> [Document text]:
----
Like many millennials, the 26-year-old spends time every day carefully curating her own images and keeping a close eye on what her peers are posting. If this urge to frequently check social media feels familiar, you’re not alone. It’s estimated that Americans check their phones 46 times per day, and that number almost doubles if you’re under 24. While this data isn’t particularly shocking for those of us who feel anxious without our devices, how it’s shaping how we perceive ourselves might be.
Karges says she feels pressure to make sure each picture is just right before sharing it with her 841 followers — and she has no qualms admitting that she filters, smooths, and sometimes reshapes her face with a few taps on a photo editing app to make each one perfect. For her, it’s nothing to be ashamed of — it’s just something she and her peers do in 2018 to, quite literally, put their best face forward. It’s also here on social media where she learned how she could correct the thing she hated most about her photos. But this time, in real life.
----
> [Entries shown]:
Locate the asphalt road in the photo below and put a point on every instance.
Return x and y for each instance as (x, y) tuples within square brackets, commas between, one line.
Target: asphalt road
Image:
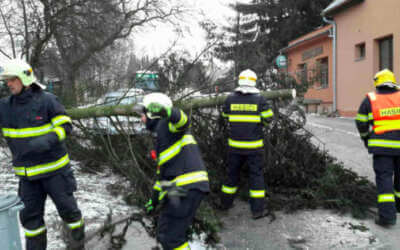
[(314, 229)]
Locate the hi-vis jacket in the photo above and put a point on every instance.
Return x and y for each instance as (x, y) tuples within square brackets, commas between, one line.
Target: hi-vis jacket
[(178, 155), (378, 121), (35, 125), (246, 114)]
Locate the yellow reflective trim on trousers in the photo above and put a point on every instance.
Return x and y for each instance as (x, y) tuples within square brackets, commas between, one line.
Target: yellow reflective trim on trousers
[(267, 114), (257, 193), (184, 246), (60, 131), (190, 178), (228, 190), (385, 198), (162, 195), (246, 144), (386, 125), (362, 118), (76, 224), (60, 119), (175, 149), (157, 186), (42, 168), (244, 118), (27, 132), (36, 232), (383, 143)]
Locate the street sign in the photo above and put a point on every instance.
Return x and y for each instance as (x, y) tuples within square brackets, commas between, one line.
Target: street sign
[(281, 61)]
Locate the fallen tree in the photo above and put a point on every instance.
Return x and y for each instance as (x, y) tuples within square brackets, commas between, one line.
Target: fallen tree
[(298, 174), (211, 101)]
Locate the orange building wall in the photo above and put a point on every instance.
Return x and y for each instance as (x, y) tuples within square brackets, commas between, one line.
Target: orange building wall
[(295, 58), (364, 22)]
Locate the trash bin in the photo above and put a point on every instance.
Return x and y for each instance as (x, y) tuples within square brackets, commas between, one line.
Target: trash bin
[(9, 229)]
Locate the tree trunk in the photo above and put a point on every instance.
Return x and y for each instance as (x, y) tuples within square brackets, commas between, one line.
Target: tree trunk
[(205, 102)]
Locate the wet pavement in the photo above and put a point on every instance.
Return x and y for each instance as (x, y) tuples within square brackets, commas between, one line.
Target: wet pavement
[(307, 229)]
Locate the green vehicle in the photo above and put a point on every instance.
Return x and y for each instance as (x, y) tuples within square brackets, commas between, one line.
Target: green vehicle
[(146, 80)]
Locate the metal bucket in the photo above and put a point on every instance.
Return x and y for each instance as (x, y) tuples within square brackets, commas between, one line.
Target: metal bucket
[(9, 228)]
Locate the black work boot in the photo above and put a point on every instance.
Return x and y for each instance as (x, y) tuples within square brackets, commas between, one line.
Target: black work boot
[(74, 239), (259, 214), (384, 222), (36, 243), (226, 202)]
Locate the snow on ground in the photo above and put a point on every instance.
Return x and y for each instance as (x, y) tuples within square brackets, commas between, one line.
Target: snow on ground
[(94, 200)]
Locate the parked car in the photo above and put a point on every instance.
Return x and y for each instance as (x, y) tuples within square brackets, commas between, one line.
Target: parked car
[(119, 124)]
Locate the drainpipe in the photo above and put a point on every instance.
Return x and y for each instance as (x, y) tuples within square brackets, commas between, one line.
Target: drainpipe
[(333, 59)]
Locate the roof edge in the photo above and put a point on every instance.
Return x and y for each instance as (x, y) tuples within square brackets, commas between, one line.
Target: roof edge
[(340, 7)]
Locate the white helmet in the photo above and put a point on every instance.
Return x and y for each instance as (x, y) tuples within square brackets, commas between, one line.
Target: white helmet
[(247, 78), (21, 69), (156, 98)]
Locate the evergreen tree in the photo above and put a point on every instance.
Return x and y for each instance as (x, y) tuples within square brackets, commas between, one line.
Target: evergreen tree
[(263, 27)]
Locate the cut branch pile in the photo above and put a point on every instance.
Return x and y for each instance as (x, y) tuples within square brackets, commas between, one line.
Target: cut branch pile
[(298, 174)]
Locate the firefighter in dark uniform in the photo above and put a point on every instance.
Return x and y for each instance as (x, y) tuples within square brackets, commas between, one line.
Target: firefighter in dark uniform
[(35, 126), (182, 177), (378, 122), (247, 111)]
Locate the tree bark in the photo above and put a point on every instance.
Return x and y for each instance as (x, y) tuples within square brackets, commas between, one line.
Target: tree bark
[(205, 102)]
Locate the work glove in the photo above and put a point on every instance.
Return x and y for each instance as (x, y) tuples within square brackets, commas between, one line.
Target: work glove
[(365, 140), (158, 110), (151, 205)]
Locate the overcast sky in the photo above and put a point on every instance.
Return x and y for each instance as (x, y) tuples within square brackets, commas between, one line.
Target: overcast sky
[(157, 40)]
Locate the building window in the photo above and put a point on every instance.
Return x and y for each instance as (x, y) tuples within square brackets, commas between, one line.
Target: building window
[(322, 72), (302, 72), (360, 51), (386, 53)]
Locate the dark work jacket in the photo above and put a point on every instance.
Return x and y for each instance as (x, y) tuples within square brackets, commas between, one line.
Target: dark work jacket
[(238, 108), (177, 151), (34, 124), (364, 123)]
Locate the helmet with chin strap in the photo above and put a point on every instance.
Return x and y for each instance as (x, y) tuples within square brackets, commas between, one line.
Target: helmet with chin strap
[(247, 78), (154, 102), (385, 78), (20, 69)]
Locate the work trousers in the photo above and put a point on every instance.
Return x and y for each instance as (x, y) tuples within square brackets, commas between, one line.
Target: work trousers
[(385, 166), (60, 188), (175, 219), (255, 162)]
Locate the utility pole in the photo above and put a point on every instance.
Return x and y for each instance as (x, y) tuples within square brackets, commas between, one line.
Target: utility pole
[(235, 68)]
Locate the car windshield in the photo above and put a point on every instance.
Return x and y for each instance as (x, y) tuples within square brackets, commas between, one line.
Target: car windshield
[(114, 100)]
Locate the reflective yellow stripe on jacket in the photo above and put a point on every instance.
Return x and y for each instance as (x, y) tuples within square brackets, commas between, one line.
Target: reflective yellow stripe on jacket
[(76, 224), (175, 149), (191, 178), (246, 144), (244, 118), (386, 125), (267, 114), (60, 120), (41, 168), (183, 180), (27, 132), (184, 246), (35, 232), (386, 198)]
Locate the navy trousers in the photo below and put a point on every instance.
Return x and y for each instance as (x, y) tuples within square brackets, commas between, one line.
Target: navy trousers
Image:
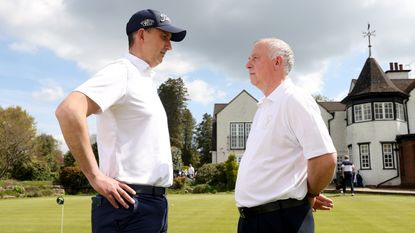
[(147, 215), (297, 219)]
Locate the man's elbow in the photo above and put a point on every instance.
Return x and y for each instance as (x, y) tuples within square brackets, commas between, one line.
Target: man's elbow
[(60, 112), (332, 161)]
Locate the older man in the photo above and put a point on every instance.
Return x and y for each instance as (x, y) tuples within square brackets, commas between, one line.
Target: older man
[(290, 157)]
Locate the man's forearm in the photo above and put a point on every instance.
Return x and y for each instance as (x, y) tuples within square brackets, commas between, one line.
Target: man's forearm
[(75, 131)]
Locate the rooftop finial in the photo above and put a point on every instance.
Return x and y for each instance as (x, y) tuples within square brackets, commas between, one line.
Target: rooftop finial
[(369, 34)]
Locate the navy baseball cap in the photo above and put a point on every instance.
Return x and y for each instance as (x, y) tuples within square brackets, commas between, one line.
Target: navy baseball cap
[(154, 19)]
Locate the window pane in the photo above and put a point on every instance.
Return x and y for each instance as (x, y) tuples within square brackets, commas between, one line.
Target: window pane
[(378, 111), (364, 156), (349, 115), (388, 110), (367, 112), (358, 113), (387, 155)]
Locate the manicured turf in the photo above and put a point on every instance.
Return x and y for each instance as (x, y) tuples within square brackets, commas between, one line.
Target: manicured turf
[(216, 213)]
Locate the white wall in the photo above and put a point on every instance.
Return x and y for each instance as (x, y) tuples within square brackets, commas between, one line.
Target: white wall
[(241, 109), (411, 112), (374, 133)]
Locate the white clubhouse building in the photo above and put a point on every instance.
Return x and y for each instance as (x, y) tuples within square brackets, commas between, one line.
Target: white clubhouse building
[(374, 124)]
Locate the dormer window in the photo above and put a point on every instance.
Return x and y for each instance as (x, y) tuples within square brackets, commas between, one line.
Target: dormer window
[(383, 110), (362, 112), (400, 114)]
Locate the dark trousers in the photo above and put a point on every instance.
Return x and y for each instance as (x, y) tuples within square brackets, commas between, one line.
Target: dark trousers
[(147, 215), (348, 181), (290, 220)]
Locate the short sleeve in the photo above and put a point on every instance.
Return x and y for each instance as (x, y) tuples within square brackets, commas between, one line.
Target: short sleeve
[(108, 86), (308, 126)]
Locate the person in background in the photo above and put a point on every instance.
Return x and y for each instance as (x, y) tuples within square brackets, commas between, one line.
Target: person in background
[(289, 150), (132, 134), (191, 171), (347, 173)]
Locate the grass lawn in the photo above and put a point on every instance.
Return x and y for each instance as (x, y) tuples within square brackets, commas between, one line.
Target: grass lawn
[(212, 213)]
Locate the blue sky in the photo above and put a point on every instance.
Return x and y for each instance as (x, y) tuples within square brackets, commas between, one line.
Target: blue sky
[(49, 47)]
----
> [Problem details]: Set down word for word the part of the passage on social media and self-image between "Karges says she" and "in real life.", inclusive. The rows have nothing to do with what is asked here.

> [Output for this exercise]:
Karges says she feels pressure to make sure each picture is just right before sharing it with her 841 followers — and she has no qualms admitting that she filters, smooths, and sometimes reshapes her face with a few taps on a photo editing app to make each one perfect. For her, it’s nothing to be ashamed of — it’s just something she and her peers do in 2018 to, quite literally, put their best face forward. It’s also here on social media where she learned how she could correct the thing she hated most about her photos. But this time, in real life.